■ Records from a data collection:
------------

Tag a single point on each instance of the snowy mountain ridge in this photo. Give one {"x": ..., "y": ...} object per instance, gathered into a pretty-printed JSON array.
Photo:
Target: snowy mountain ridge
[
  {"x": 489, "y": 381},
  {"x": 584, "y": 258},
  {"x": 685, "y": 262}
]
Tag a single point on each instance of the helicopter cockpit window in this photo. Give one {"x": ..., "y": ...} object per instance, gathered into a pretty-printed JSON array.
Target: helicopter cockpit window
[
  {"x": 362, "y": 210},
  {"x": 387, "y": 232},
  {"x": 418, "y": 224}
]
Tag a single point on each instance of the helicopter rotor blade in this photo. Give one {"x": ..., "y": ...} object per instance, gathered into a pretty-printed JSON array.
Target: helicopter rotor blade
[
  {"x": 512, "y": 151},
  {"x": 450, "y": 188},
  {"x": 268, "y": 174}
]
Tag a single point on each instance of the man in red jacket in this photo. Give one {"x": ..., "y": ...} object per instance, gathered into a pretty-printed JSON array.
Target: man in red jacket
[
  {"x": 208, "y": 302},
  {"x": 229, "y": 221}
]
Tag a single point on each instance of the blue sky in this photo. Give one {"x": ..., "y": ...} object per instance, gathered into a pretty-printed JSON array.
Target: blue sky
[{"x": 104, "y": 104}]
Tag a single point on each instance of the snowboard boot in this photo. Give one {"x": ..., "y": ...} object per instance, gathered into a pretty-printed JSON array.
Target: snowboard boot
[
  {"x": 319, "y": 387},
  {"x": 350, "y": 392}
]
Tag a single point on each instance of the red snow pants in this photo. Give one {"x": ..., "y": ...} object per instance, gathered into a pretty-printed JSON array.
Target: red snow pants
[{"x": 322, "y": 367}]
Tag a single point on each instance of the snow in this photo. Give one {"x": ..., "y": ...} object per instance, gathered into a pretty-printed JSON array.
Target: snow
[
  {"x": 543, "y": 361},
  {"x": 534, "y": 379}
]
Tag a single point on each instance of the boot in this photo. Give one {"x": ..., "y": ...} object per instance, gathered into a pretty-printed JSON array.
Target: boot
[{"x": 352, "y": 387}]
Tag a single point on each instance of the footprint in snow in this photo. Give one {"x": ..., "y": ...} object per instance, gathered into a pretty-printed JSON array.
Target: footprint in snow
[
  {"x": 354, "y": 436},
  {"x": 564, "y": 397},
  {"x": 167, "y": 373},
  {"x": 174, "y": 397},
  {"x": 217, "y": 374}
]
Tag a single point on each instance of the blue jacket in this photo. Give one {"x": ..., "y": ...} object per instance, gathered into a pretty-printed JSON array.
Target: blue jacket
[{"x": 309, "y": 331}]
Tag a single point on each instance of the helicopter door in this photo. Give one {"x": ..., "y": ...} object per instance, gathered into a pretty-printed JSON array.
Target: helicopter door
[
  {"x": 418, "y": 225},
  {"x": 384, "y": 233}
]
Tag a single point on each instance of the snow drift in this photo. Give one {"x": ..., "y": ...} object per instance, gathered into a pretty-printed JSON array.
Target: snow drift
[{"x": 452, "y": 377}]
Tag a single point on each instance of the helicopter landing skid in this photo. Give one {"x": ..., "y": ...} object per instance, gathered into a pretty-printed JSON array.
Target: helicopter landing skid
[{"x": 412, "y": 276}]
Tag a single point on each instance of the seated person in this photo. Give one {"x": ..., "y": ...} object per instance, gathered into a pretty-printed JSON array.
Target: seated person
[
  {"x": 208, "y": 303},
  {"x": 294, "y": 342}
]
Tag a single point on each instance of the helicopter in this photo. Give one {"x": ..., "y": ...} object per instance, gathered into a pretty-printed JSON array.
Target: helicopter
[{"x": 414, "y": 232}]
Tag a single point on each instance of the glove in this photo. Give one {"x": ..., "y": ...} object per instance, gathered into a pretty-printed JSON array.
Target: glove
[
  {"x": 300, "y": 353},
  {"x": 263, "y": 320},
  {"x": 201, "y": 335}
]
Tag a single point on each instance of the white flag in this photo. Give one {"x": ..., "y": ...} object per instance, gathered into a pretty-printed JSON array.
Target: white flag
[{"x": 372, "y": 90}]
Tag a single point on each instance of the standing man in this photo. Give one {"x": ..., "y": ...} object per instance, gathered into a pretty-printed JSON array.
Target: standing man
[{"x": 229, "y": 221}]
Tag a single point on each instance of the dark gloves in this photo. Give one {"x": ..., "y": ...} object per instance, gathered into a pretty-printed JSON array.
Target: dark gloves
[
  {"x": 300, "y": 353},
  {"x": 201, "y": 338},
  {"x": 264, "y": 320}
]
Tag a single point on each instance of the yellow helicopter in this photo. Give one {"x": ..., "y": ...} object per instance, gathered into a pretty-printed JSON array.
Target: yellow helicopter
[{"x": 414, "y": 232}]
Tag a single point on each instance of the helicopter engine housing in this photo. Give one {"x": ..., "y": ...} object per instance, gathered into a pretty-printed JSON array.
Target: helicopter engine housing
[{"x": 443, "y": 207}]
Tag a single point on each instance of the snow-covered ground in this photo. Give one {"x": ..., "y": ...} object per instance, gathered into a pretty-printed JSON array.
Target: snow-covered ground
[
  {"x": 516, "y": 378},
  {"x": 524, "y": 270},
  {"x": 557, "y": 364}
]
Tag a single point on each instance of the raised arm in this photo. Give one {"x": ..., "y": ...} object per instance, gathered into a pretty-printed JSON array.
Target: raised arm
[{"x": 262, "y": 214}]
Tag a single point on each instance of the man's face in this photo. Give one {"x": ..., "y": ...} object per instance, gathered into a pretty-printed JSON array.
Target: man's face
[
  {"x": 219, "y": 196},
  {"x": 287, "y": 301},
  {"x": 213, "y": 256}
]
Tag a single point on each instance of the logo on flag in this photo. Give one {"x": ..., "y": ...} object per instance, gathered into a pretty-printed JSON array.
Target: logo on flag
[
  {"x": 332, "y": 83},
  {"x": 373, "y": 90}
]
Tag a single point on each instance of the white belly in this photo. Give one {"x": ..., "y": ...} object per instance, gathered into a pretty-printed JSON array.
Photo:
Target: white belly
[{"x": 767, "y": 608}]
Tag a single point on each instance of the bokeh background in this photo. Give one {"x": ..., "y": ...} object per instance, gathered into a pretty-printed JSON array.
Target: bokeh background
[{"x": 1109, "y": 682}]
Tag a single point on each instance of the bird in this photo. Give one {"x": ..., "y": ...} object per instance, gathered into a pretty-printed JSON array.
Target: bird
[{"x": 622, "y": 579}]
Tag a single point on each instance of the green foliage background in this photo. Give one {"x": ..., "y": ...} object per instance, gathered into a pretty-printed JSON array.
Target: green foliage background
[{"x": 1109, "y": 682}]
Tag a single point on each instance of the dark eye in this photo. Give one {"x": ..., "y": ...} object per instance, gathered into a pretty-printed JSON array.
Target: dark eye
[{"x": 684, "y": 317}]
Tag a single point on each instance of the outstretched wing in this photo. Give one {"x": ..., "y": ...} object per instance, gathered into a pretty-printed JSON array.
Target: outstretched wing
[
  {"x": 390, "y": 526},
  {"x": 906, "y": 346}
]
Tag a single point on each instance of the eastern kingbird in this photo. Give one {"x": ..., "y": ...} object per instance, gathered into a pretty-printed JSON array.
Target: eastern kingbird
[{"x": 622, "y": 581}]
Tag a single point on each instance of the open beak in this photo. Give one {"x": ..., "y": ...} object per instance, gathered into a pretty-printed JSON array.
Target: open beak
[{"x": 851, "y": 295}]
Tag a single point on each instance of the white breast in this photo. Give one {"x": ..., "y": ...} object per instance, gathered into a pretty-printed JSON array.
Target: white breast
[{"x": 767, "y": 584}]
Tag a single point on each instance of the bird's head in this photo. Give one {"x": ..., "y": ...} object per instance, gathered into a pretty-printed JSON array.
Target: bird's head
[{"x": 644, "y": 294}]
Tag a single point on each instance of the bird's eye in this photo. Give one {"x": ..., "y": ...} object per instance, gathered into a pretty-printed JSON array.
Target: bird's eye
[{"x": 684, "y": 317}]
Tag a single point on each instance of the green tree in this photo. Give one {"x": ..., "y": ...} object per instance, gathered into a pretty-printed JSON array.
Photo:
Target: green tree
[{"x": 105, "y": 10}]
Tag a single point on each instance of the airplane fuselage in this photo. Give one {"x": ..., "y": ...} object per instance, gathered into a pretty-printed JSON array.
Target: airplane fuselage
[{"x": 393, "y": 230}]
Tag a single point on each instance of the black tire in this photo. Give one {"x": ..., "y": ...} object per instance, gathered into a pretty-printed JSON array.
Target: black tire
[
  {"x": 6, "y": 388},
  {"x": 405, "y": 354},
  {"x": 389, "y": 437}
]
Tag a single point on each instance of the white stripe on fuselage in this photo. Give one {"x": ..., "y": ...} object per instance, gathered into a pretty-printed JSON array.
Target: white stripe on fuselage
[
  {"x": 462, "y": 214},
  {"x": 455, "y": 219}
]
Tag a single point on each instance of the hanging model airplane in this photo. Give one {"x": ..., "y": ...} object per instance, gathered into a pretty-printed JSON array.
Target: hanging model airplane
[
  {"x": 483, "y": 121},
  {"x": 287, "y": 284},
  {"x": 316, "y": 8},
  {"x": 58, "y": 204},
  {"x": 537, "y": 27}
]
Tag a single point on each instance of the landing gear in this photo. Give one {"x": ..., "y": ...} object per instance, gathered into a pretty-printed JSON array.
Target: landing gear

------------

■ WORK ORDER:
Your answer should be the lines above, from the line containing "Tag a single point on each instance of the bird's head" up to and including the line containing "Tag a single point on each instance of the hanging", reproduced exactly and with nothing else.

■ ANSWER:
Tag a single point on each instance of the bird's head in this photo. Give one {"x": ..., "y": ...} object per instance, gathered into a pretty-printed JSON array.
Target: bird's head
[{"x": 644, "y": 294}]
Tag a single point on each instance of the bird's eye in this photo. Give one {"x": ..., "y": ...} object per instance, gathered into a pretty-printed JSON array.
Target: bird's eye
[{"x": 684, "y": 317}]
Tag a single point on each instance of the green tree in this photo. Give one {"x": ..., "y": ...} object per instance, gathered into a pretty-printed JSON array.
Photo:
Target: green tree
[{"x": 105, "y": 10}]
Tag a single point on each instance of the airplane fuselage in this photo. Give one {"x": ..., "y": ...} object per instance, gathered into a pretty-printed JSON array.
Target: airplane fuselage
[{"x": 393, "y": 230}]
Tag a single point on each instance of the black tire in this photo. Give one {"x": ..., "y": ...} object per instance, gathered into a pretty-printed JSON array.
Target: black tire
[
  {"x": 6, "y": 388},
  {"x": 405, "y": 354},
  {"x": 389, "y": 437}
]
Tag a single point on each instance of the white stripe on fuselage in this photo. Give one {"x": ..., "y": ...} object per instance, gathered into a pretty-printed JSON array.
Target: white stripe on fuselage
[
  {"x": 462, "y": 214},
  {"x": 455, "y": 219}
]
Tag a single point on each instance of the hanging model airplane in this photo. Give one {"x": ..., "y": ...} object per instance, gathered into a pretty-printed JSON array.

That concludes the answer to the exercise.